Consegne:
- 1) Riassumi in due frasi il brano sul caso IKEA.
- 2) Nel brano sul caso IKEA, in che giorno i sindacati confederali hanno organizzato lo sciopero dei lavoratori della grande distribuzione?
- 3) Continua il brano sul caso IKEA a partire dall'ultima frase riportata.

Brano da leggere:
La situazione di IKEA, dunque, si inserisce bene nello scenario della crisi economica europea e soprattutto italiana, che ha ridotto ulteriormente il già risicato potere contrattuale dei lavoratori. Le politiche portate avanti dai governi italiani, da ultimo quello di Renzi con il suo Jobs Act, non hanno fatto altro che sancire e premiare il maggior potere delle aziende a scapito dei lavoratori – come spesso accade nei momenti in cui la disoccupazione, in un paese, è elevata.
Il sindacato di Lipari, la USB, non ha aderito come sigla sindacale allo sciopero dei lavoratori della grande distribuzione organizzato dai sindacati confederali il 22 dicembre. “Non abbiamo aderito come sigla perché secondo noi lo sciopero è l’arma estrema di mobilitazione che rappresenta la fine di un percorso di lotta. Invece i sindacati confederali ci sembra non abbiano fatto nulla di reale negli ultimi dodici mesi e questo sciopero sia stato indetto, come l’anno scorso, un po’ per pararsi la faccia.”
Ciononostante, la USB ha lasciato totale libertà di adesione allo sciopero a molti dei suoi iscritti. Molti hanno partecipato al corteo che si è tenuto ieri in centro a Milano, al quale era presente anche Marica, la mamma che IKEA ha licenziato. Secondo Fulvio, è probabile che la vicenda si concluderà con il reintegro di Marica tra i dipendenti. “IKEA sta perdendo molte cause. Nell’ottobre 2016, ad esempio, aveva licenziato un delegato sindacale della sede di Corsico e uno della sede di Carugate. L’azienda ha perso entrambe le cause successive – anche se IKEA farà ricorso. L’obiettivo, ovviamente, è uno: intimidire.”

Estratto dati:
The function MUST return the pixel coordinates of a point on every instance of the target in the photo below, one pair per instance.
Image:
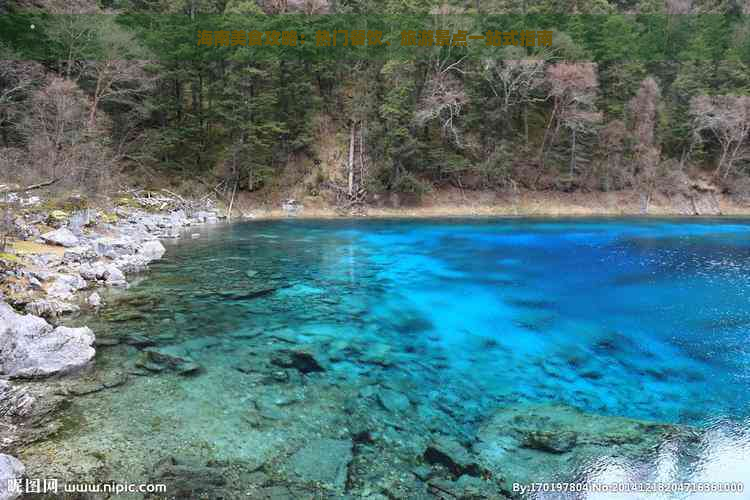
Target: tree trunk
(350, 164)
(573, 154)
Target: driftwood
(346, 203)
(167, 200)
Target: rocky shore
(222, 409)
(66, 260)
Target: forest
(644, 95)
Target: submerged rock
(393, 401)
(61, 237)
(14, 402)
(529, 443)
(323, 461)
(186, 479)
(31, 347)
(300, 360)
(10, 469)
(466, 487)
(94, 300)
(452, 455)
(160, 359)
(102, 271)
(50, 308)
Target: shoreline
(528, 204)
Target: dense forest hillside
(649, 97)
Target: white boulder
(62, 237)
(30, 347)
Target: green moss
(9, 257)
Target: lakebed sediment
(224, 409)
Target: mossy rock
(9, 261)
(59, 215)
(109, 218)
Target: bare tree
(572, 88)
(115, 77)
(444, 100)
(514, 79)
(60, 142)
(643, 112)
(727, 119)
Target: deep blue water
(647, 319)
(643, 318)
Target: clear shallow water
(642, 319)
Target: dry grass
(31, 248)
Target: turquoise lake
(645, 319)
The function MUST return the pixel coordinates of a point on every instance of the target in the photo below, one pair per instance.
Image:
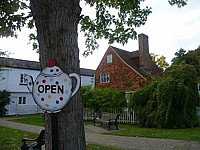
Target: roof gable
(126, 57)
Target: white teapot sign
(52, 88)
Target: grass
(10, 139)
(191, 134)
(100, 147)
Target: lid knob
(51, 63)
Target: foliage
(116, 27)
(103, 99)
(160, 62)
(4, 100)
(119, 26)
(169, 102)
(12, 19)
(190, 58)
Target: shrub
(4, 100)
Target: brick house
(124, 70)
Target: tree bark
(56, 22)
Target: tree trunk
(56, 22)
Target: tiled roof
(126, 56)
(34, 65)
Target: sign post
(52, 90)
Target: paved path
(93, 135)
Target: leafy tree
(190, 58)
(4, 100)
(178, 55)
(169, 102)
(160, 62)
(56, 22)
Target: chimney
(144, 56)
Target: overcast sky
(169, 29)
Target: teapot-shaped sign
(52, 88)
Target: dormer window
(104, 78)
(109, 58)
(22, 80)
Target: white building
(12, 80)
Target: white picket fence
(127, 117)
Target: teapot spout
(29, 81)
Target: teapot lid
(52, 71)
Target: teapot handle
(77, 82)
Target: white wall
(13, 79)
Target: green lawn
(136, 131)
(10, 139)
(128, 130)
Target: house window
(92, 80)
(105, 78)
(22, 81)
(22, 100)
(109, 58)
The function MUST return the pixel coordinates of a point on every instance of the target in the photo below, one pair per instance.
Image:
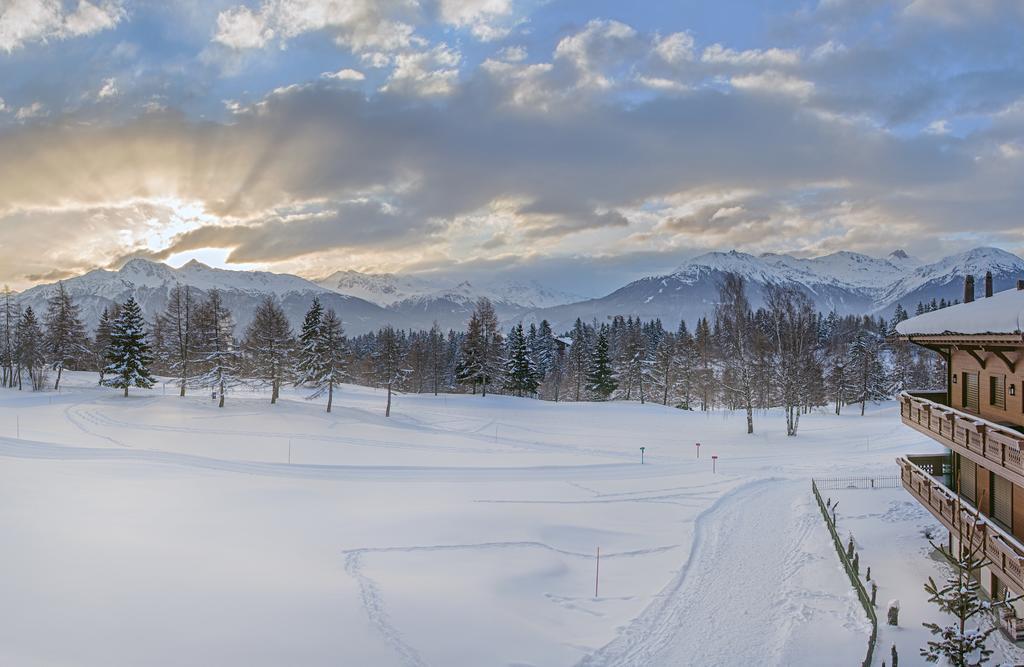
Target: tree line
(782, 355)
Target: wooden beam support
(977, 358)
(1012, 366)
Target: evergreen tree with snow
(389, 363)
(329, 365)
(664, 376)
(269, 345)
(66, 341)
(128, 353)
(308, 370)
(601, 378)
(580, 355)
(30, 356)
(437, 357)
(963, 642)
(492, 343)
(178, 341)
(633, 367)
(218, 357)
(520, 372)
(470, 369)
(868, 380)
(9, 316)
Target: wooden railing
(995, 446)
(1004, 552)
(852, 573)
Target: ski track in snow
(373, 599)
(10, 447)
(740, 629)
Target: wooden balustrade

Risposte:
- 1) Il caso IKEA rientra nella crisi economica che ha ridotto il potere contrattuale dei lavoratori, e le politiche dei governi italiani, fino al Jobs Act di Renzi, hanno favorito le aziende. La USB non ha aderito come sigla allo sciopero del 22 dicembre indetto dai sindacati confederali, ma ha lasciato libertà di adesione a molti iscritti, e secondo Fulvio Marica, la mamma licenziata da IKEA, sarà probabilmente reintegrata.

- 2) Il 22 dicembre.

- 3)
Il vecchio motto del “colpirne uno per educarne cento,” insomma, non arrugginisce mai.
In effetti il probabile timore di IKEA e delle altre grandi aziende del settore è che i lavoratori riescano a fare causa comune. “E più difficile che i lavoratori di questo settore siano davvero compatti – ad esempio, più dei metalmeccanici, che hanno un’altra tradizione di lotte.” In particolare, un grande centro commerciale come può essere il Carosello di Carugate, che si affaccia sulla stessa gigantesca rotatoria sulla quale si trova l’IKEA, è composto da una miriade di negozi. “Ci sono 2500 lavoratori. Se riuscissimo a essere presenti in ogni negozio dell’area commerciale si potrebbe davvero cominciare ad avere un peso. Immagina di bloccare quella rotonda.”